### PASSAGE

A federal judge in Alabama has ruled that some sexual orientation discrimination claims may be made under the federal Fair Housing Act (FHA), a statute that forbids sex discrimination by owners and operators of residential housing facilities. District Judge William M. Acker, Jr., ruling on June 16, rejected the argument that the court would not have jurisdiction over any sexual orientation discrimination claim under the FHA.
James Earl Thomas filed suit against Carlos Osegueda, a regional director for the Department of Housing and Urban Development (HUD), and Christian Newsome, a claims investigator, for refusing to process his discrimination claim. Acker’s decision says little about the nature of the underlying claim, other than that Thomas claims he was discriminated against by Aletheia House, a recipient of federal housing funds, “because he is not gay.”
According to Acker, Thomas claimed that “he was discriminated against based on his conformity to male stereotypes, such as stereotypes regarding cooking and buying furniture.” The reference to male stereotypes is significant, since some courts have found a basis for extending sex discrimination protections to plaintiffs making sexual orientation discrimination claims based on the sex stereotyping theory.

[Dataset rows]
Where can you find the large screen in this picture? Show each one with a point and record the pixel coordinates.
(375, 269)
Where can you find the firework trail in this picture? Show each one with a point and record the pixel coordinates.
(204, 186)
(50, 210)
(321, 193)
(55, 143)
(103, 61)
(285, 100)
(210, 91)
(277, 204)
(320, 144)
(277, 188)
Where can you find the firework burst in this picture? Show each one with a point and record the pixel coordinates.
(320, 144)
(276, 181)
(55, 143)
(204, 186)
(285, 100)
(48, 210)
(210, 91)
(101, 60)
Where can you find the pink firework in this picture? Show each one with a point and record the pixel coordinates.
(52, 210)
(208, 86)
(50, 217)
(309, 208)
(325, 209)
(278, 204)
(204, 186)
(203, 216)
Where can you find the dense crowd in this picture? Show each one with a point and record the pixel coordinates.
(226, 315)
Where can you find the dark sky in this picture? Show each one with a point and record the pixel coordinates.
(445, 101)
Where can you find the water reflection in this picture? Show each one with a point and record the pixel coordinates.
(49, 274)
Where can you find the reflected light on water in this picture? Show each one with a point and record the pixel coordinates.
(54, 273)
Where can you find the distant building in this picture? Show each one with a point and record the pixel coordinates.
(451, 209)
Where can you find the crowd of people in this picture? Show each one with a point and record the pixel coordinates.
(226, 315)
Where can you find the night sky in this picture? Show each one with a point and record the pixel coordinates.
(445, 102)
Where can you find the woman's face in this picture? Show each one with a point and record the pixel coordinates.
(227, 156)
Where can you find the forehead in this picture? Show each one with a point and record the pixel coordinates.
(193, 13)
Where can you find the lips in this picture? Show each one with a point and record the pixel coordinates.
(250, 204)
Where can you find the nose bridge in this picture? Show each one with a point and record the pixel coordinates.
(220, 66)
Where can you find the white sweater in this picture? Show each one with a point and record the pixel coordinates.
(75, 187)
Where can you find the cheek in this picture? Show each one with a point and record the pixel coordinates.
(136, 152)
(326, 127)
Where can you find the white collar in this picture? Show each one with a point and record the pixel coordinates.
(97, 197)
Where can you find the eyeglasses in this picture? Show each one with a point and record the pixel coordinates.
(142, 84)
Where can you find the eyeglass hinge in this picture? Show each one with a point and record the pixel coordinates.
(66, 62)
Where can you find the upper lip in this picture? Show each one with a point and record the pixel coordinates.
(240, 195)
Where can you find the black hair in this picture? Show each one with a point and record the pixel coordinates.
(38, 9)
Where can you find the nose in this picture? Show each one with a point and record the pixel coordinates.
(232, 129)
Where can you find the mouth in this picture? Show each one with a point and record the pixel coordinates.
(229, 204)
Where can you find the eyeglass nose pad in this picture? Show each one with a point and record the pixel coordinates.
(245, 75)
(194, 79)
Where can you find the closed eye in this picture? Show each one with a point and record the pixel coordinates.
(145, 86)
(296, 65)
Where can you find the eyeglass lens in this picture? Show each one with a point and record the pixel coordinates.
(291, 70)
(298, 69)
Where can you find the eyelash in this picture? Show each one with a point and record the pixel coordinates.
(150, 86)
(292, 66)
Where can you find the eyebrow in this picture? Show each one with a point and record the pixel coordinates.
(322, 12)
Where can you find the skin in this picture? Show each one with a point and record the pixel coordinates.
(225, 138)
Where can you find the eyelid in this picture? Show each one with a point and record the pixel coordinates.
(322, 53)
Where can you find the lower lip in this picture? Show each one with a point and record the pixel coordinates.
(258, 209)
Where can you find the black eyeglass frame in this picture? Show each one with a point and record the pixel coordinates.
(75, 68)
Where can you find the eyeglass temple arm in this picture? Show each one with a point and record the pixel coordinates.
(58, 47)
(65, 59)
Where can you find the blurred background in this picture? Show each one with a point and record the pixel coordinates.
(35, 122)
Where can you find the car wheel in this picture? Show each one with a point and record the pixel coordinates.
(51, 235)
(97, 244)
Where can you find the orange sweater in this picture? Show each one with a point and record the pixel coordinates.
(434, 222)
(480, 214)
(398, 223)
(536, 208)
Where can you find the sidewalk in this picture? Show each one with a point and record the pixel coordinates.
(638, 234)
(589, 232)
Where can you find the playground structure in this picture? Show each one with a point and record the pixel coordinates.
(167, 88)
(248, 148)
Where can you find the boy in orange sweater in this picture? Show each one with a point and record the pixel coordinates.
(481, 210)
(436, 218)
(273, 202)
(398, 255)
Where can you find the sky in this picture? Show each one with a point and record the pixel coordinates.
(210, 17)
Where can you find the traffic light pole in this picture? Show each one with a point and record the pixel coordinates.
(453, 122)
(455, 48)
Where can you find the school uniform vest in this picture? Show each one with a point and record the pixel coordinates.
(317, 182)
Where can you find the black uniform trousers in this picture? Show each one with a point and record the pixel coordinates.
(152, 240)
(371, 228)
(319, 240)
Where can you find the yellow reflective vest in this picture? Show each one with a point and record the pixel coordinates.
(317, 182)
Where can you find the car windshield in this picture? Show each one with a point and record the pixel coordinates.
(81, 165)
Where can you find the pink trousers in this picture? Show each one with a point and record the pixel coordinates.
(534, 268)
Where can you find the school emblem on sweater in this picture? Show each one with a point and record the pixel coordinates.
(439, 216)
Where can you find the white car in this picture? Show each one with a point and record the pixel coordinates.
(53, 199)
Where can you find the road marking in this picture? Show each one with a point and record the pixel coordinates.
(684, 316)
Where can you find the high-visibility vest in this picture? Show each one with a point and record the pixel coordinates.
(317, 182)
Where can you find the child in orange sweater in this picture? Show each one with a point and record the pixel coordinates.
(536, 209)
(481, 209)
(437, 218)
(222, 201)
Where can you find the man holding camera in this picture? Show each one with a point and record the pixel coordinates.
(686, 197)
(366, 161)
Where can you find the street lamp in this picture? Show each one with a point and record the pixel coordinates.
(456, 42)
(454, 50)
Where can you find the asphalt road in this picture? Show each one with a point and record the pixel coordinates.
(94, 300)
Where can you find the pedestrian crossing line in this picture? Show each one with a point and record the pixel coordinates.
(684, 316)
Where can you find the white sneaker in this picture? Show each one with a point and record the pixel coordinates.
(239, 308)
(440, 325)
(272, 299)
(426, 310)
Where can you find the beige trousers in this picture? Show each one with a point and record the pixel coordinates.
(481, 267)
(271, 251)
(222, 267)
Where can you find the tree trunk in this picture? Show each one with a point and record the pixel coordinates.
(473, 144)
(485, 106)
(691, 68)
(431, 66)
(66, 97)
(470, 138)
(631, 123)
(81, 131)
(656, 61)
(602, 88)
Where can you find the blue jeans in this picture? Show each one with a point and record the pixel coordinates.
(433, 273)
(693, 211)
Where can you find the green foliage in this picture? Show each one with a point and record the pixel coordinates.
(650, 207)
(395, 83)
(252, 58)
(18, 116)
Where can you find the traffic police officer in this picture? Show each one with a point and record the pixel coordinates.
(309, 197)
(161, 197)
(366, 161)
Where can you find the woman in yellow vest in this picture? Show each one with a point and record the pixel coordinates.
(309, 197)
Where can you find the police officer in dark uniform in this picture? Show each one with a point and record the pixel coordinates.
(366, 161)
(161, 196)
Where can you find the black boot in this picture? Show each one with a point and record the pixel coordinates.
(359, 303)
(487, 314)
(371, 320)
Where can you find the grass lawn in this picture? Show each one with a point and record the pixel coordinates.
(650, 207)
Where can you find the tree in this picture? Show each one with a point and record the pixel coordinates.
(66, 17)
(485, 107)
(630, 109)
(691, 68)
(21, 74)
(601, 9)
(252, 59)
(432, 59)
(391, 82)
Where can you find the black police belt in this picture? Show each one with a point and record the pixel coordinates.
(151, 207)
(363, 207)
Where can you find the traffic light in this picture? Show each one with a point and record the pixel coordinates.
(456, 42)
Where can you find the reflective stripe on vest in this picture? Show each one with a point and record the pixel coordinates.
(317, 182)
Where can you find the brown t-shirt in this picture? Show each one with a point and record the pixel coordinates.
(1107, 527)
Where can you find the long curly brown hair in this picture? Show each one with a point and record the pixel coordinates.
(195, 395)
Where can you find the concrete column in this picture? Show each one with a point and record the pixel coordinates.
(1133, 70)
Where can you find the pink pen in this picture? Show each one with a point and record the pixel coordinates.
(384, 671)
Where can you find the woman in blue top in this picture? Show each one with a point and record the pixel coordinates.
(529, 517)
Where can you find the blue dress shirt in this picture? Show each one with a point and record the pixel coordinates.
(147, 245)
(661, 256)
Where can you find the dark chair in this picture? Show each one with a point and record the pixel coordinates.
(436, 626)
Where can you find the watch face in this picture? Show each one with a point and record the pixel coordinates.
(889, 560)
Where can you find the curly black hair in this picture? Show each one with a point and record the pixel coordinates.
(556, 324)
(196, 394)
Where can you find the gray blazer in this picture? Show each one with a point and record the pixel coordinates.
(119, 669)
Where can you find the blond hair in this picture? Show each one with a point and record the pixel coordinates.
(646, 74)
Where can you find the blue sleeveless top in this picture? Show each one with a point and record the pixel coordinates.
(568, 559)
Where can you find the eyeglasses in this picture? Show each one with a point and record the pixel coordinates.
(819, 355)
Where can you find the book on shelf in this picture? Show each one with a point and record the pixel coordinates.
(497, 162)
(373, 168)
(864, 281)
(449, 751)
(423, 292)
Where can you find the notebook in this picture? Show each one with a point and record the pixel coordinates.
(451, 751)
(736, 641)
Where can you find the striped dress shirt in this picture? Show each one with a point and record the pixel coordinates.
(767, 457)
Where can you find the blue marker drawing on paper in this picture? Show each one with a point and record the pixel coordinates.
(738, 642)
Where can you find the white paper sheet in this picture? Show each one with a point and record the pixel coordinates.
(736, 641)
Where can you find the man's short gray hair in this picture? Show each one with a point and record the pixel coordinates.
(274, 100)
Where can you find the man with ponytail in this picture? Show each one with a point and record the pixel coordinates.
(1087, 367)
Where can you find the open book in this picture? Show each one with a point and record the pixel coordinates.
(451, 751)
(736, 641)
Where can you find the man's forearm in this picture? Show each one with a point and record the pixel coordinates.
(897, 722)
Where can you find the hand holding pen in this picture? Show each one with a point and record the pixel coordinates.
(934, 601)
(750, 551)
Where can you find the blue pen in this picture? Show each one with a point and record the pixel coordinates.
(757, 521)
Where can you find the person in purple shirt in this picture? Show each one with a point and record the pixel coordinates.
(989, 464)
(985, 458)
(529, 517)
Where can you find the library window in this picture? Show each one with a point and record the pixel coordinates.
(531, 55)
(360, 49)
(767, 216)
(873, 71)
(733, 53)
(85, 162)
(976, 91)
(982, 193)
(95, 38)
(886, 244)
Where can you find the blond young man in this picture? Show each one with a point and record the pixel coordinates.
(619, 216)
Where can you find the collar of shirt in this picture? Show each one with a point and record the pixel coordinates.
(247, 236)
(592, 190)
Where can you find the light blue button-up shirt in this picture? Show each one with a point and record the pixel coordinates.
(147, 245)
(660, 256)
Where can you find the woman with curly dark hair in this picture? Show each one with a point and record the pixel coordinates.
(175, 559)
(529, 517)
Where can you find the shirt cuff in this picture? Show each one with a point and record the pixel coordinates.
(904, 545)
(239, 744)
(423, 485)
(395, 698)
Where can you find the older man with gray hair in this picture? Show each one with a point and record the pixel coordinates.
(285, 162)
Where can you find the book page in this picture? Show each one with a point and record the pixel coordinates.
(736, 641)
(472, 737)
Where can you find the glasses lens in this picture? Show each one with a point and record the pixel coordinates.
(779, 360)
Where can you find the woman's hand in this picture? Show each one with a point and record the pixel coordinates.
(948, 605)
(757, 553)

### EXERCISE TASKS
• A. Show each of the rows that contains the word "brown", copied in full.
• B. Please write the next part of the article about the Fair Housing Act ruling, picking up right after its final sentence.

### RESPONSE LIST
• A.
Where can you find the brown t-shirt in this picture? Show each one with a point and record the pixel coordinates.
Where can you find the long curly brown hair in this picture? Show each one with a point and record the pixel coordinates.

• B.
“Not gay” man establishes important point before federal judge, but does not himself benefit
Thomas filed a petition seeking a court order directing Osegueda and Newsome to process his claim. On January 26, Acker ordered the two HUD officials to explain why a hearing on the matter was not required. On March 13, they responded, asking Acker to reconsider and to dismiss Thomas’ petition for lack of jurisdiction. The FHA, they argued, “does not give” the agency “jurisdiction to investigate and prosecute complaints raising allegations of discrimination based on sexual orientation.”
Acker noted that in the past courts had routinely dismissed sexual orientation discrimination claims under federal sex discrimination statutes, but that HUD “has taken several steps to clarify and reinforce the fact that certain acts of discrimination based on sexual orientation are in fact within its jurisdiction.” Congress has never amended any of the federal sex discrimination laws to explicitly add “sexual orientation” to the forbidden grounds for discrimination, but, Acker wrote, “HUD has taken an increasingly expansive view of its delegated authority under the FHA relating to discrimination based on sexual orientation.”
In 2010, HUD issued an internal guidance document stating that “while the [FHA] does not specifically include sexual orientation and gender identity as prohibited bases… [an] LGBT person’s experience with sexual orientation or gender identity discrimination may still be covered by the [FHA].”
In February 2012, HUD “published a final regulation, the Equal Access Rule, to implement ‘policy to ensure that its core programs are open to all eligible individuals and families regardless of sexual orientation, gender identity, or marital status,’” Acker noted. “The core provision of this new rule revised the eligibility requirements for HUD-assisted or insured housing to now require ‘such housing shall be made available without regard to actual or perceived sexual orientation, gender identity, or marital status.’”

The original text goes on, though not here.